### What you should do
Update the records below by replacing every "Presence check" with "Detection check", then write them out again with everything else unchanged.

* START Dataset records *

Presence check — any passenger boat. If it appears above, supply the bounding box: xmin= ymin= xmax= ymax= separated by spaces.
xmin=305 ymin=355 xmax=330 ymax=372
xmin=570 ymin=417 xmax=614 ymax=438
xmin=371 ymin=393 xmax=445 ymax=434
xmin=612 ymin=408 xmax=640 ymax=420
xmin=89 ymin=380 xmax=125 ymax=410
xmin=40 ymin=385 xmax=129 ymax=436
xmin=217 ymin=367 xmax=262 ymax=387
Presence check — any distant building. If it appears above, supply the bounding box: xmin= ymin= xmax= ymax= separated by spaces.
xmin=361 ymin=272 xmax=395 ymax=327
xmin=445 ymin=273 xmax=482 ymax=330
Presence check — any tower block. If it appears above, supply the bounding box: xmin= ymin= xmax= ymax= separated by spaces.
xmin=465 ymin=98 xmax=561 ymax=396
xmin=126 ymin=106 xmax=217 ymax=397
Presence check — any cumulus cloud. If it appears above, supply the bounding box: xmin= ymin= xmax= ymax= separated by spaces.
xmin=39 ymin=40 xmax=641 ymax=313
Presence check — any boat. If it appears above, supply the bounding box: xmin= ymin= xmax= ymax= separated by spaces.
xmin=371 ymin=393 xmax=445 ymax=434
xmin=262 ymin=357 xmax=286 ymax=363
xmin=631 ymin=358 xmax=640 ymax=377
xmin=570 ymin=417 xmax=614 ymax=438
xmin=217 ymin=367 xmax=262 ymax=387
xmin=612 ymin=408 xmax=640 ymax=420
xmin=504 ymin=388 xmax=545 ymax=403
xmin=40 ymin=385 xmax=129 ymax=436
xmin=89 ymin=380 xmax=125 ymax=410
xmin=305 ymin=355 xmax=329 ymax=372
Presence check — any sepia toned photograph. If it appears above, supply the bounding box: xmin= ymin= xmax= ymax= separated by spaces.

* END Dataset records *

### Output for this task
Detection check — any passenger boat. If it appears above, supply the bounding box: xmin= ymin= xmax= ymax= separated by spaces.
xmin=305 ymin=355 xmax=330 ymax=372
xmin=570 ymin=417 xmax=614 ymax=438
xmin=371 ymin=393 xmax=445 ymax=434
xmin=612 ymin=408 xmax=640 ymax=420
xmin=89 ymin=380 xmax=125 ymax=410
xmin=40 ymin=385 xmax=129 ymax=436
xmin=217 ymin=367 xmax=262 ymax=387
Detection check — any distant building. If it appears above, supply the bounding box: xmin= ymin= xmax= ymax= separated by spaces.
xmin=361 ymin=272 xmax=395 ymax=327
xmin=445 ymin=273 xmax=482 ymax=330
Detection check — any tower block. If it appears above, supply the bounding box: xmin= ymin= xmax= ymax= separated by spaces.
xmin=465 ymin=98 xmax=561 ymax=396
xmin=126 ymin=106 xmax=217 ymax=397
Detection check — any cumulus cloud. If it appears above, supply the bounding box: xmin= ymin= xmax= ymax= separated by spaces.
xmin=39 ymin=40 xmax=641 ymax=313
Detection check — any boat. If it appears above, supply the bounding box: xmin= ymin= xmax= ymax= separated by spaces.
xmin=371 ymin=393 xmax=445 ymax=434
xmin=262 ymin=357 xmax=286 ymax=363
xmin=631 ymin=358 xmax=640 ymax=377
xmin=570 ymin=417 xmax=614 ymax=438
xmin=217 ymin=367 xmax=262 ymax=387
xmin=612 ymin=408 xmax=640 ymax=420
xmin=504 ymin=388 xmax=545 ymax=403
xmin=40 ymin=385 xmax=129 ymax=436
xmin=89 ymin=380 xmax=125 ymax=410
xmin=305 ymin=355 xmax=329 ymax=372
Detection check — any sepia toned photograph. If it appears above, supply the bounding box: xmin= ymin= xmax= ymax= separated by spaces.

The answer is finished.